— Task statement —
Turn every line of the material below into a JSON list of strings, one string per line, leaving out blank lines.

%%

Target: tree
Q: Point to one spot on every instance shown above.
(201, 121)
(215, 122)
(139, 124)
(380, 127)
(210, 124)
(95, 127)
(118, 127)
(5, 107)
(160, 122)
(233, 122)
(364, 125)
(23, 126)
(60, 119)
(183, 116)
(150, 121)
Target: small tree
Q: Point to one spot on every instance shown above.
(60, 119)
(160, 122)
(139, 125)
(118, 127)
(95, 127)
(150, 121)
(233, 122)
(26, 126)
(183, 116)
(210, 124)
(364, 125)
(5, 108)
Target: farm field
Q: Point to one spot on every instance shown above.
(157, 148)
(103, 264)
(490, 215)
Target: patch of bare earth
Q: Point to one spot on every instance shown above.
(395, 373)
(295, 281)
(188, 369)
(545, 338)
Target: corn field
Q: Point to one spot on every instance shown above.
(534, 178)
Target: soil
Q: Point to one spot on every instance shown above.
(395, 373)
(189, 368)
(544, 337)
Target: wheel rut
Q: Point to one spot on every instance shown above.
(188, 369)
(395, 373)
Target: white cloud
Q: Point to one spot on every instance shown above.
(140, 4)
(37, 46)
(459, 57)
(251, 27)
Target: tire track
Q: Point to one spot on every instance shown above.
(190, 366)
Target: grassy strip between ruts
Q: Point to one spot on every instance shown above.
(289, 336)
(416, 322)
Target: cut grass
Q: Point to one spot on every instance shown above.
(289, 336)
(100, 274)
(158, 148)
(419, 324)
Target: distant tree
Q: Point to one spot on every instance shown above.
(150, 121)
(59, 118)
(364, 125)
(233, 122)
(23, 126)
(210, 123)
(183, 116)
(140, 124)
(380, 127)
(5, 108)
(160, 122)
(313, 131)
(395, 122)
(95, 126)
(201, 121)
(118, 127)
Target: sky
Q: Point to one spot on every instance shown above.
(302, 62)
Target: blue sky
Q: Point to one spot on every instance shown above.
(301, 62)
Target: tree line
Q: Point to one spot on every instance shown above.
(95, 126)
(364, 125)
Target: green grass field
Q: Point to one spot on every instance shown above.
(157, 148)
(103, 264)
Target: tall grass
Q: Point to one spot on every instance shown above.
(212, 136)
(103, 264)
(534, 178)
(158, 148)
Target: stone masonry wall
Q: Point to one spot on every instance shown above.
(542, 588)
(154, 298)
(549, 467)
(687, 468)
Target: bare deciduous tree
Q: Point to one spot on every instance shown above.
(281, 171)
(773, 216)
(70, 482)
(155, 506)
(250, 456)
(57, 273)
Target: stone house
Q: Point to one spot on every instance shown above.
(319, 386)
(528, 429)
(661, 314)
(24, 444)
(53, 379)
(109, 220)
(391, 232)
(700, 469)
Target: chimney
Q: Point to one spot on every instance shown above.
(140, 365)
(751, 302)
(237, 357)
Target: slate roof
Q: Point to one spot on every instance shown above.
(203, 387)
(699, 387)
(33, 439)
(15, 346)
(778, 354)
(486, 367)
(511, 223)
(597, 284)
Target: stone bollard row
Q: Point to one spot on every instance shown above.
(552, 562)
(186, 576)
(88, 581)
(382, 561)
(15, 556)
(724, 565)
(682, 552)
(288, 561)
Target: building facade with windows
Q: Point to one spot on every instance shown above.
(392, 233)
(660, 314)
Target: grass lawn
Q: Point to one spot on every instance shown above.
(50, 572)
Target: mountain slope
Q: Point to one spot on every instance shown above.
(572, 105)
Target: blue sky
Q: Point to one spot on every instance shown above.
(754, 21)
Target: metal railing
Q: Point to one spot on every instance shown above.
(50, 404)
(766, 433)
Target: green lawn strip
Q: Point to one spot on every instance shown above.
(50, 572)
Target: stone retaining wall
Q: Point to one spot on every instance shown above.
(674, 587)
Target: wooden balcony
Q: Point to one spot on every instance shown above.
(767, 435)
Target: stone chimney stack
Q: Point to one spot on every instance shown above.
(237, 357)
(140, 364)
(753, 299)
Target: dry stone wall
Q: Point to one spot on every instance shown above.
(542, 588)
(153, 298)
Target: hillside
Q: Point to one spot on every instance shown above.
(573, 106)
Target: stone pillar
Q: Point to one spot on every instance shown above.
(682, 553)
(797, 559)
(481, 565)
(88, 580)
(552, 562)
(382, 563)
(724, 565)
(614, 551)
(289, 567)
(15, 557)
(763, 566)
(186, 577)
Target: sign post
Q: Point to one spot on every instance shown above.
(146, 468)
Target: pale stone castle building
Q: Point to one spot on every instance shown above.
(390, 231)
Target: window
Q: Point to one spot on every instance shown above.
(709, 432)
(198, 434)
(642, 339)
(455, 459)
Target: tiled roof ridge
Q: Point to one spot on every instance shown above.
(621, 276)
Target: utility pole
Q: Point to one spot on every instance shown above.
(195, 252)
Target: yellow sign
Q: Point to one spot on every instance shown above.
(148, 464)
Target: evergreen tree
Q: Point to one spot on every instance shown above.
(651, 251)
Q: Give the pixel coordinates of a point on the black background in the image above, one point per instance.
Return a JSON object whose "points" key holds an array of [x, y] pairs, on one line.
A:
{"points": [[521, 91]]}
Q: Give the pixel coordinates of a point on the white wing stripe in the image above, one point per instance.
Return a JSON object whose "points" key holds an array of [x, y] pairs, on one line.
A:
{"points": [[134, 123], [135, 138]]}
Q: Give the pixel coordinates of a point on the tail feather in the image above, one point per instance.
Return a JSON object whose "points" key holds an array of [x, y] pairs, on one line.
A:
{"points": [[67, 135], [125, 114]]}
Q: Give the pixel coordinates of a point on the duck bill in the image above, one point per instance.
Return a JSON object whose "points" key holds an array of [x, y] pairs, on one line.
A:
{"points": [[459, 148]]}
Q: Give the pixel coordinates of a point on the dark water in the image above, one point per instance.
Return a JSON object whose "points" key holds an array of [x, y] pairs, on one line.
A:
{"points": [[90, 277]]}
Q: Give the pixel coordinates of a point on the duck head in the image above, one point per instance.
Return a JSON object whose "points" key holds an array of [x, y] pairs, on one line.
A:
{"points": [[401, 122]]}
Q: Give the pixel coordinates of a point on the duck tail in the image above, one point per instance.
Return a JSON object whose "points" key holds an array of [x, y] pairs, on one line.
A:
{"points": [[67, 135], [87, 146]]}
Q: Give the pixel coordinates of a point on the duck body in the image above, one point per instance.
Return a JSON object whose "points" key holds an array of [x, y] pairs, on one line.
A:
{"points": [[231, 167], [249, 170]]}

%%

— Solution for this exercise —
[
  "Target: tree",
  "Q: Point to one spot on every instance shown above.",
  "(201, 121)",
  "(215, 122)",
  "(139, 124)",
  "(380, 127)",
  "(210, 124)",
  "(95, 127)",
  "(118, 127)",
  "(5, 107)",
  "(160, 122)",
  "(233, 122)",
  "(364, 125)",
  "(23, 126)",
  "(60, 119)",
  "(183, 116)",
  "(150, 121)",
  "Target: small tree",
  "Q: Point to one spot on every instance shown above.",
  "(60, 119)",
  "(160, 122)",
  "(139, 125)",
  "(118, 127)",
  "(95, 127)",
  "(150, 121)",
  "(233, 122)",
  "(26, 126)",
  "(183, 116)",
  "(210, 124)",
  "(364, 125)",
  "(5, 108)",
  "Target: farm field",
  "Q: Point to one spot on every instance shown above.",
  "(157, 148)",
  "(103, 264)",
  "(490, 215)",
  "Target: patch of bare earth",
  "Q: Point to one spot on every instance shown above.",
  "(395, 373)",
  "(295, 281)",
  "(188, 369)",
  "(545, 338)",
  "Target: corn field",
  "Q: Point to one spot on every instance shown above.",
  "(534, 178)",
  "Target: soil",
  "Q: Point to one spot on every instance shown above.",
  "(395, 373)",
  "(189, 368)",
  "(544, 337)",
  "Target: wheel rut",
  "Q: Point to one spot on every instance shown above.",
  "(188, 369)",
  "(395, 373)",
  "Target: white cloud",
  "Q: Point to one spot on every instance shown above.",
  "(140, 4)",
  "(37, 46)",
  "(459, 57)",
  "(251, 27)",
  "Target: tire track",
  "Q: Point to one spot on every instance shown above.",
  "(190, 366)",
  "Target: grassy strip between ruts",
  "Q: Point to one spot on every instance shown above.",
  "(289, 336)",
  "(416, 322)",
  "Target: cut grass",
  "Q: Point to one spot on every instance shown above.",
  "(289, 336)",
  "(100, 274)",
  "(158, 148)",
  "(419, 324)",
  "Target: distant tree",
  "Q: Point to one spot on every instance shown above.",
  "(150, 121)",
  "(59, 118)",
  "(364, 125)",
  "(233, 122)",
  "(23, 126)",
  "(210, 123)",
  "(183, 116)",
  "(140, 124)",
  "(380, 127)",
  "(5, 108)",
  "(160, 122)",
  "(313, 131)",
  "(395, 122)",
  "(95, 126)",
  "(201, 121)",
  "(118, 127)",
  "Target: sky",
  "Q: Point to one spot on every instance shown above.",
  "(302, 62)",
  "Target: blue sky",
  "Q: Point to one spot on every instance shown above.",
  "(301, 62)",
  "Target: tree line",
  "Q: Point to one spot on every instance shown above.",
  "(95, 126)",
  "(364, 125)",
  "Target: green grass field",
  "Q: Point to one spot on every instance shown above.",
  "(157, 148)",
  "(103, 264)",
  "Target: tall grass",
  "Q: Point to one spot on every instance shown above.",
  "(212, 136)",
  "(103, 264)",
  "(534, 178)",
  "(158, 148)",
  "Target: stone masonry wall",
  "Q: Point to one spot on every instance shown above.",
  "(542, 588)",
  "(154, 298)",
  "(549, 467)",
  "(687, 468)",
  "Target: bare deciduous tree",
  "Q: Point to one spot on every instance shown above.",
  "(281, 171)",
  "(773, 216)",
  "(70, 482)",
  "(155, 506)",
  "(250, 456)",
  "(57, 273)",
  "Target: stone house",
  "Q: Point to one spot on every instance shown above.",
  "(319, 386)",
  "(528, 429)",
  "(661, 314)",
  "(24, 444)",
  "(53, 379)",
  "(109, 220)",
  "(391, 232)",
  "(700, 469)",
  "Target: chimney",
  "Q: Point to one spot on every instance shown above.",
  "(140, 365)",
  "(751, 302)",
  "(237, 357)",
  "Target: slate roof",
  "Q: Point to one spot on every instance shown above.",
  "(203, 387)",
  "(699, 387)",
  "(33, 439)",
  "(15, 346)",
  "(778, 354)",
  "(486, 367)",
  "(511, 223)",
  "(597, 284)",
  "Target: stone bollard row",
  "Q: Point to one spot on every instance shown above.",
  "(552, 562)",
  "(186, 576)",
  "(88, 581)",
  "(382, 561)",
  "(15, 556)",
  "(724, 565)",
  "(682, 552)",
  "(288, 561)",
  "Target: building facade with windows",
  "Q: Point to one spot on every instance shown above.",
  "(392, 233)",
  "(660, 314)",
  "Target: grass lawn",
  "Q: Point to one spot on every instance shown above.",
  "(50, 572)",
  "Target: mountain slope",
  "Q: Point to one spot on every instance shown above.",
  "(572, 105)",
  "Target: blue sky",
  "Q: Point to one spot on every instance shown above.",
  "(754, 21)",
  "Target: metal railing",
  "Q: Point to one spot on every instance shown above.",
  "(50, 404)",
  "(766, 433)",
  "Target: green lawn strip",
  "Q: Point to one spot on every instance shown above.",
  "(50, 572)",
  "Target: stone retaining wall",
  "Q: Point to one spot on every instance shown above.",
  "(674, 587)",
  "Target: wooden balcony",
  "Q: Point to one spot on every instance shown above.",
  "(767, 435)",
  "Target: stone chimney stack",
  "Q: Point to one spot on every instance shown above.",
  "(237, 357)",
  "(140, 364)",
  "(753, 299)",
  "Target: dry stone wall",
  "Q: Point to one spot on every instance shown above.",
  "(542, 588)",
  "(153, 298)",
  "Target: hillside",
  "Q: Point to one spot on every instance shown above.",
  "(573, 106)",
  "Target: stone pillar",
  "Q: Point to one spot on every instance shown above.",
  "(682, 553)",
  "(797, 559)",
  "(481, 565)",
  "(88, 580)",
  "(552, 562)",
  "(382, 563)",
  "(724, 565)",
  "(614, 551)",
  "(289, 567)",
  "(15, 557)",
  "(763, 566)",
  "(186, 577)",
  "Target: sign post",
  "Q: Point to one spot on every instance shown above.",
  "(146, 468)",
  "Target: pale stone castle building",
  "Q: Point to one spot on every instance shown above.",
  "(390, 231)",
  "Target: window",
  "Q: Point to one spot on every instance shown above.",
  "(709, 432)",
  "(198, 434)",
  "(642, 339)",
  "(455, 459)",
  "Target: tiled roof ridge",
  "Q: Point to one spot on every instance shown above.",
  "(621, 276)",
  "Target: utility pole",
  "Q: Point to one spot on every instance shown above.",
  "(195, 252)",
  "Target: yellow sign",
  "Q: Point to one spot on every instance shown above.",
  "(148, 464)",
  "Target: evergreen tree",
  "Q: Point to one spot on every instance shown above.",
  "(651, 251)",
  "Q: Give the pixel coordinates of a point on the black background in the image above, one point per instance.",
  "Return a JSON object whose \"points\" key holds an array of [x, y] pairs, on one line.",
  "A:",
  "{\"points\": [[521, 91]]}",
  "Q: Give the pixel coordinates of a point on the white wing stripe in the image above, one point per instance.",
  "Return a JSON object whose \"points\" key holds an array of [x, y] pairs, on one line.",
  "A:",
  "{\"points\": [[134, 123], [135, 138]]}",
  "Q: Give the pixel coordinates of a point on the tail feather in the image above, one point per instance.",
  "Return a JSON object whose \"points\" key holds an array of [x, y] pairs, on one line.",
  "A:",
  "{\"points\": [[67, 135], [125, 114]]}",
  "Q: Give the pixel coordinates of a point on the duck bill in the image above, one point per instance.",
  "Return a JSON object whose \"points\" key holds an array of [x, y] pairs, on one line.",
  "A:",
  "{\"points\": [[459, 148]]}",
  "Q: Give the pixel coordinates of a point on the dark water in the image above, one point per instance.",
  "Return a JSON object whose \"points\" key holds an array of [x, y] pairs, on one line.",
  "A:",
  "{\"points\": [[90, 277]]}",
  "Q: Give the pixel coordinates of a point on the duck head in the image above, one point per instance.",
  "Return a JSON object whose \"points\" key holds an array of [x, y] pairs, on one line.",
  "A:",
  "{\"points\": [[401, 122]]}",
  "Q: Give the pixel coordinates of a point on the duck tail in the image above, one point per instance.",
  "Return a JSON object whose \"points\" key holds an array of [x, y] pairs, on one line.",
  "A:",
  "{\"points\": [[67, 135], [87, 146]]}",
  "Q: Give the pixel coordinates of a point on the duck body in the image above, one point per instance.",
  "Return a JSON object whose \"points\" key holds an array of [x, y] pairs, on one line.",
  "A:",
  "{\"points\": [[231, 167], [249, 170]]}"
]